= Problem statement =
Starting at the line that contains "[tag] bamboo stake: a pin per instance" and ending with the last line of the records, lay out each line as a row of a Markdown table with the columns Row (a running number) and Line, leaving out blank lines.

= Information shown =
□ □ □ □
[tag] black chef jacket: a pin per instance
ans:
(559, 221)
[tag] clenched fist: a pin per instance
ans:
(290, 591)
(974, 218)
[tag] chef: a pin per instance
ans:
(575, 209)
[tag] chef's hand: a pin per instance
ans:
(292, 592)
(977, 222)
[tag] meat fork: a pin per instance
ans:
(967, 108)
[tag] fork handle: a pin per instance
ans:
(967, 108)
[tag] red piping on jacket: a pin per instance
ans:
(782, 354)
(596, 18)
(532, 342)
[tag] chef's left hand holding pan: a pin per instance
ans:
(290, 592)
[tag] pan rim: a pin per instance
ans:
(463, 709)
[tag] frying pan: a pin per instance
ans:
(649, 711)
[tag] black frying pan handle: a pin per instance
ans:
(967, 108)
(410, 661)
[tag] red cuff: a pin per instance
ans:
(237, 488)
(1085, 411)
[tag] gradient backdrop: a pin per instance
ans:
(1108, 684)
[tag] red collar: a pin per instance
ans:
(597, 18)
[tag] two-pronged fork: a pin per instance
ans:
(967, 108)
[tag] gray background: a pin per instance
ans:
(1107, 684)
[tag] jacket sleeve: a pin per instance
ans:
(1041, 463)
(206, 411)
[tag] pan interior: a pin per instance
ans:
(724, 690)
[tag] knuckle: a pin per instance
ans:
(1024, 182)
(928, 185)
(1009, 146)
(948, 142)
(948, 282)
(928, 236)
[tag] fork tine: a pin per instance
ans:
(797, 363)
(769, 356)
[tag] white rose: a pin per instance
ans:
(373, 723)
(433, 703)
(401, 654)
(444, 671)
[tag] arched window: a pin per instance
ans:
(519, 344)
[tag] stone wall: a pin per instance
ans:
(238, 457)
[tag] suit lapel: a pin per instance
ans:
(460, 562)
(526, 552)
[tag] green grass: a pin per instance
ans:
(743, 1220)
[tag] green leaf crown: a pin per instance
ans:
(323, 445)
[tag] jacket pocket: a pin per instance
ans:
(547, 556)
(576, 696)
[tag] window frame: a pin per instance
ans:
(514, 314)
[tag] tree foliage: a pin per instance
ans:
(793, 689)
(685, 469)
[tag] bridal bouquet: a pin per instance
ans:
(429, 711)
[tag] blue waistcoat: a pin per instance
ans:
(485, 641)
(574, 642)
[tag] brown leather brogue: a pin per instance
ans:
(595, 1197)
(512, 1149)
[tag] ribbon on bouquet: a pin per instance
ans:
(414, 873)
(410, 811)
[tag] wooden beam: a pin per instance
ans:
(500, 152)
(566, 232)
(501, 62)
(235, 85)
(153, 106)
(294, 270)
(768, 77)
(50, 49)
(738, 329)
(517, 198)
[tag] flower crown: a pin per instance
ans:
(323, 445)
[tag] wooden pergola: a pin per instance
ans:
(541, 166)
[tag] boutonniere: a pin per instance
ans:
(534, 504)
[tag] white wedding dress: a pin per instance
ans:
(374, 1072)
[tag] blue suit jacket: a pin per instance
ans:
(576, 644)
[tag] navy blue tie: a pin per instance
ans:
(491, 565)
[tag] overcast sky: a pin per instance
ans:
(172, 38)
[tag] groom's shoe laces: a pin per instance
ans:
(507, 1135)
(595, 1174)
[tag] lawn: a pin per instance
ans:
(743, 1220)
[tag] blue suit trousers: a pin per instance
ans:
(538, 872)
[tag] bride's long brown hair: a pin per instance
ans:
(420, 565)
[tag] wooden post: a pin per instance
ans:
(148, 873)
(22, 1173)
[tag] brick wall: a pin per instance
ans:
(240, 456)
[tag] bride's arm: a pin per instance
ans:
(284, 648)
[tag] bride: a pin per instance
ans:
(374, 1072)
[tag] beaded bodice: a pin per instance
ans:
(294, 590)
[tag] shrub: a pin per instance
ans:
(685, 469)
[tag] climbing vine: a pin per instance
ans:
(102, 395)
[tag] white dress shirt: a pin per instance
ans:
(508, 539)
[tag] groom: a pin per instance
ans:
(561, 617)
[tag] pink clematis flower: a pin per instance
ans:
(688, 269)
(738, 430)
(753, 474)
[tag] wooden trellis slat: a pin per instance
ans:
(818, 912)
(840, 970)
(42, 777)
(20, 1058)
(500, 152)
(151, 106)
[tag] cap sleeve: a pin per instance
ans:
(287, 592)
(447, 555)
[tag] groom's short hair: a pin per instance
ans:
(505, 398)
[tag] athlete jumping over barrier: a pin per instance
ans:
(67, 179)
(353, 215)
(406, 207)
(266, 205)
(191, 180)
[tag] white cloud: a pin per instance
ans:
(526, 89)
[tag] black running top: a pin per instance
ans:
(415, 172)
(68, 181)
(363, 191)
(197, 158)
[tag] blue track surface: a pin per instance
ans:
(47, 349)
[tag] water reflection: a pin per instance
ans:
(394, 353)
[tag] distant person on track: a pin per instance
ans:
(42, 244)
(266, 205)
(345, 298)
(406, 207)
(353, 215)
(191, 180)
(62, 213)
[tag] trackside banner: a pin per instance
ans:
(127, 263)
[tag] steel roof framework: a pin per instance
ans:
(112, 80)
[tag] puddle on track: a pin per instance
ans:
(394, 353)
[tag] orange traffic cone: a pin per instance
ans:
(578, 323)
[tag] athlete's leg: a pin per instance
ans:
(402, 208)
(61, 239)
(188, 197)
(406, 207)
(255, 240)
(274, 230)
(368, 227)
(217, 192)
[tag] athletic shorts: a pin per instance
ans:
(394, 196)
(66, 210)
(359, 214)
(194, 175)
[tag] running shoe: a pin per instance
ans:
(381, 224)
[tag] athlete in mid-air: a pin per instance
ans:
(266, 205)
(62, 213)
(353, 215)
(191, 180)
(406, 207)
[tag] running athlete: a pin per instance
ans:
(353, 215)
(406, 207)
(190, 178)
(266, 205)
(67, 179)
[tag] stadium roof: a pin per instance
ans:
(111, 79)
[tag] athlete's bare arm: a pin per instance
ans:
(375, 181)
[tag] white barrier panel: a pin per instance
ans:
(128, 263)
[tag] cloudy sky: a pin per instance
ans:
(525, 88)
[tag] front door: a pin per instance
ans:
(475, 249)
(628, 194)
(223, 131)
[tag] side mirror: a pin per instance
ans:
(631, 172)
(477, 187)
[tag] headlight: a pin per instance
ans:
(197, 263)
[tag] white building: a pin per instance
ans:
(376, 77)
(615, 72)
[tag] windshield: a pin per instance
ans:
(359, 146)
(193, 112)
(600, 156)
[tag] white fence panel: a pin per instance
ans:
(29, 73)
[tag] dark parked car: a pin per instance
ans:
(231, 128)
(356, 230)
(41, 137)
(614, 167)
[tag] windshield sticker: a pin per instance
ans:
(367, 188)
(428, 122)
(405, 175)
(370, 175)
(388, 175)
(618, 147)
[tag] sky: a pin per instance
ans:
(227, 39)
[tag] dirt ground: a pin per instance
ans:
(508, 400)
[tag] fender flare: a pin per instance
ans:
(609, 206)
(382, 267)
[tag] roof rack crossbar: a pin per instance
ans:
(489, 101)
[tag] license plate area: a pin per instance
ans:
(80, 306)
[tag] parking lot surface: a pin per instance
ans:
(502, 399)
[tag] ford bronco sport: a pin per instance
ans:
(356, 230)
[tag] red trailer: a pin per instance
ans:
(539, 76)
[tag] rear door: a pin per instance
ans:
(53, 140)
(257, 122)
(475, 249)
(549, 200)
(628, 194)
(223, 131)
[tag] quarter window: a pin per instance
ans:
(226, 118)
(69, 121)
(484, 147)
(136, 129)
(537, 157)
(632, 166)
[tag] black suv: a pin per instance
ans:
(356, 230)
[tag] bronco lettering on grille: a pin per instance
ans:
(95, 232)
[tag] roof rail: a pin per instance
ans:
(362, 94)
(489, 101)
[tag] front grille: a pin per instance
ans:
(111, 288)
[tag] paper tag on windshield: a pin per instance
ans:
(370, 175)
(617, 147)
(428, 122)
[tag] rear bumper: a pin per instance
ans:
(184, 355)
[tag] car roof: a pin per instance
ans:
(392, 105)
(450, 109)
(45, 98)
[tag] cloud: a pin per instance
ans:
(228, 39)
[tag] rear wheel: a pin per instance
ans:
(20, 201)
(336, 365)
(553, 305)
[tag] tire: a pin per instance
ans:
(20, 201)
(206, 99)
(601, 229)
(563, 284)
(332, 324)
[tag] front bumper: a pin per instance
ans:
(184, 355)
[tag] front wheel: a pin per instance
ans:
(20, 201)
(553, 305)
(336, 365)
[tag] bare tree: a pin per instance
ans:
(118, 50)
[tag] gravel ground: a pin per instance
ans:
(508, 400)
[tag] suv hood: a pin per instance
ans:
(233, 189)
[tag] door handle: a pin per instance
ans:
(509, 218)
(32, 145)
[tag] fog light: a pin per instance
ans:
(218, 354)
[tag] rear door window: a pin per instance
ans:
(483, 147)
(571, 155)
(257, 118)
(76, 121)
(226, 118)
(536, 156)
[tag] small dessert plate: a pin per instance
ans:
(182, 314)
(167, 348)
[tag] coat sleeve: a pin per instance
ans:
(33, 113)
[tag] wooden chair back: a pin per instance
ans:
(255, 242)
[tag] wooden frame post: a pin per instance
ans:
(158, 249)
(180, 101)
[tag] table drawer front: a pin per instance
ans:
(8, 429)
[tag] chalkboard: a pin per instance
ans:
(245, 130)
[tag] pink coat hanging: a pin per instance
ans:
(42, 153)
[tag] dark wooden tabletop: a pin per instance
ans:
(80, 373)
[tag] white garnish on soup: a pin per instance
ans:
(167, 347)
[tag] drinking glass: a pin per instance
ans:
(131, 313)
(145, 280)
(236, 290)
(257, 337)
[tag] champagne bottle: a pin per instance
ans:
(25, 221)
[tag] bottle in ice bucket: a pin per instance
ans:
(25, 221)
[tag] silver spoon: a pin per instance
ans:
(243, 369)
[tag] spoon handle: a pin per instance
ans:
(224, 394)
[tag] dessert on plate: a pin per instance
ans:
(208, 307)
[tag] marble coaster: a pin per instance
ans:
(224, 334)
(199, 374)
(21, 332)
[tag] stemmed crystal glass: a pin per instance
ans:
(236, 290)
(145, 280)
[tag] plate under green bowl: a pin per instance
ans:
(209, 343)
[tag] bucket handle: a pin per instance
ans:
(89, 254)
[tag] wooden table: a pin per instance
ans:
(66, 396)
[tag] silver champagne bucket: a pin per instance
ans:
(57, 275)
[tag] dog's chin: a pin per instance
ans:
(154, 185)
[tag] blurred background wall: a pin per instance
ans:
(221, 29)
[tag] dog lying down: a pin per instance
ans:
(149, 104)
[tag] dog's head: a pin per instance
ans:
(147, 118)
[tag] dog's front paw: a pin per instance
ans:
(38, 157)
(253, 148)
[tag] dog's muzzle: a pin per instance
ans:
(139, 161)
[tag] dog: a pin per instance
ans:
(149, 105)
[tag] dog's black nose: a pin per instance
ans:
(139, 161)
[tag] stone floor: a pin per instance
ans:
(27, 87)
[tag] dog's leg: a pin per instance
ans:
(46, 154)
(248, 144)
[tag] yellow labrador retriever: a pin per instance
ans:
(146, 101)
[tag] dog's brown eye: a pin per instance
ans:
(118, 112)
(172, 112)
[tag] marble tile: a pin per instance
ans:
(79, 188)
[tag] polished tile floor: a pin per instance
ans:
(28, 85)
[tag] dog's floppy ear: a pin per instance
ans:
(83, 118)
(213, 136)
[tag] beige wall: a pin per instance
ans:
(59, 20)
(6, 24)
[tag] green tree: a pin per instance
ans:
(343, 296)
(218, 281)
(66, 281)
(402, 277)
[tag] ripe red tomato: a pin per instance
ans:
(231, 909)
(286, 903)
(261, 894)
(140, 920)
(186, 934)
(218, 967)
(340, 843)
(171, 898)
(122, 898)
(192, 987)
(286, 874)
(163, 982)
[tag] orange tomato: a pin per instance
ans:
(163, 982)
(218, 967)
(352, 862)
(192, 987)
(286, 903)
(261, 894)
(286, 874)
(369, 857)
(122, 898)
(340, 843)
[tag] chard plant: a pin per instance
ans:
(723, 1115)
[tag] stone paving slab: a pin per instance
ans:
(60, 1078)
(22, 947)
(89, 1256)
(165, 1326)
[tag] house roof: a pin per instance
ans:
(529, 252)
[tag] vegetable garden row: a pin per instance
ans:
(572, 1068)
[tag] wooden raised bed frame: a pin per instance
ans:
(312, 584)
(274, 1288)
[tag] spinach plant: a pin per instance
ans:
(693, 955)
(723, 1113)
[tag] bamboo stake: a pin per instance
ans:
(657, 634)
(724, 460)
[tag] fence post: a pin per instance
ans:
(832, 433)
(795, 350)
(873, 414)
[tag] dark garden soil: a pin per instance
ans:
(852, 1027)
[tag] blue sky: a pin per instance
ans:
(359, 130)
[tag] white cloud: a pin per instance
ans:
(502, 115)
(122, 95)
□ □ □ □
= Written reply =
| Row | Line |
|---|---|
| 1 | [tag] bamboo stake: a pin per instance |
| 2 | ans: |
| 3 | (657, 634) |
| 4 | (724, 460) |
| 5 | [tag] fence post: a pin per instance |
| 6 | ans: |
| 7 | (832, 433) |
| 8 | (795, 350) |
| 9 | (873, 414) |
| 10 | [tag] dark garden soil: a pin per instance |
| 11 | ans: |
| 12 | (852, 1027) |
| 13 | [tag] blue sky: a pin per instance |
| 14 | ans: |
| 15 | (359, 130) |
| 16 | [tag] white cloud: a pin per instance |
| 17 | ans: |
| 18 | (502, 115) |
| 19 | (122, 95) |